* INFORMATION SUPPLIED
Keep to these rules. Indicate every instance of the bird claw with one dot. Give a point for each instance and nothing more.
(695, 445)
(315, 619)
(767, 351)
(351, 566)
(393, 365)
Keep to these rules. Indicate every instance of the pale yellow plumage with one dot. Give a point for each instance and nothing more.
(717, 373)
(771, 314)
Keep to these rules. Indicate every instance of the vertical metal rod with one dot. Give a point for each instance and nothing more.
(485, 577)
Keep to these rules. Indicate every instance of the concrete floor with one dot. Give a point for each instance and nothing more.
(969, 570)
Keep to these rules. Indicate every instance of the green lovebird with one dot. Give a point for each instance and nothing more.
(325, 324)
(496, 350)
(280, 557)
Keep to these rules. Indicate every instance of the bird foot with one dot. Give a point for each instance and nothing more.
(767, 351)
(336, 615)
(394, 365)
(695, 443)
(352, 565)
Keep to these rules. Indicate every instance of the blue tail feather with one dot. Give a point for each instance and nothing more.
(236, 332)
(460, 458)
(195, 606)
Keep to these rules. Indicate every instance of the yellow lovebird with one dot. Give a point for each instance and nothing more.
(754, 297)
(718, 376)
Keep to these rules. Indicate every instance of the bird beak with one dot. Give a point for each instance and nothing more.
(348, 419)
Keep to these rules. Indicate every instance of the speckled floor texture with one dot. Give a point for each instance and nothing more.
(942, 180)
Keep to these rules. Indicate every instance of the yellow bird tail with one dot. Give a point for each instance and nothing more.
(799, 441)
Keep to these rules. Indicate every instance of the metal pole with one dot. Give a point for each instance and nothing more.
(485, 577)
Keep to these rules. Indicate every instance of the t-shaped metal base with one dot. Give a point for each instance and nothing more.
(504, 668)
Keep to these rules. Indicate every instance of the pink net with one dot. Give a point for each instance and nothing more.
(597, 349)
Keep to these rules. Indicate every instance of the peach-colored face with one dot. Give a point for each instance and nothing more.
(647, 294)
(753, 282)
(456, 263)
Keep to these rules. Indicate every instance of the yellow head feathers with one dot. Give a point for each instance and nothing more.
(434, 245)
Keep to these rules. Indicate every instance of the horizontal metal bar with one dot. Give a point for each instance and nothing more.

* ACTION ITEM
Print each record word for word.

* PROBLEM SOLUTION
Keep to these rules. Indicate every instance of the bird claw with one dot. Give a point for each instance and nothing more.
(695, 445)
(315, 619)
(767, 351)
(351, 566)
(393, 365)
Keep to these rules. Indicate every instance of the pale yellow plumage with one dot. Give a point for each instance and nothing more.
(717, 373)
(771, 314)
Keep to these rules. Indicate every instance of the vertical metal rod with one dot. Give a point for each instance and nothing more.
(485, 577)
Keep to these rules. Indicate every instance of the concrete floor with one dot. Give a point for each instance and nothing more.
(969, 570)
Keep to these rules. Indicate every instance of the green lovebird with one dot. Give a point for each instance and nothing more.
(325, 324)
(496, 350)
(280, 557)
Keep to these rules. Indicate every instance of the bird foot with one dot. Give a point for each instance and nothing more.
(767, 351)
(336, 615)
(394, 365)
(695, 443)
(352, 565)
Keep to these rules. Indicate every instance of the blue tail feather with one dot. Give a point for each instance and nothing more.
(236, 332)
(460, 458)
(195, 606)
Keep to these rules. Indicate every instance of the yellow lovebird with one dot. Give a point for each instance and nothing more.
(754, 297)
(718, 376)
Keep to these rules. Indicate every instance of the bird beak with one dot. Give a point for each instance and nothing more.
(348, 419)
Keep to these rules. Indicate every instance of the speckled floor texture with one dot. Give a point for each instance and nothing more.
(942, 180)
Keep to these rules. Indicate every instance of the yellow bird tail with one dot. Give a point for each instance and nothing more.
(799, 441)
Keep to these rules. Indicate every instance of the metal pole with one dot. Give a point for each instance and nothing more.
(485, 577)
Keep to these rules. Indicate every instance of the t-shaped metal base with one dot. Give a point for each instance and nothing more.
(504, 668)
Keep to these rules. Indicate every instance of the pink net with one dot. Give a point for each instance and nothing more.
(597, 349)
Keep to these rules. Indicate every instance of the peach-colored face with one dot. Give a point for each instance and nothing more.
(647, 294)
(753, 282)
(456, 263)
Keep to these rules. Indicate every instance of the yellow head feathers with one dot. Give a point for each instance and nothing more.
(434, 245)
Keep to these rules. Indicate every instance of the horizontal metal bar with one dot. Give a point for each instance and nothing more.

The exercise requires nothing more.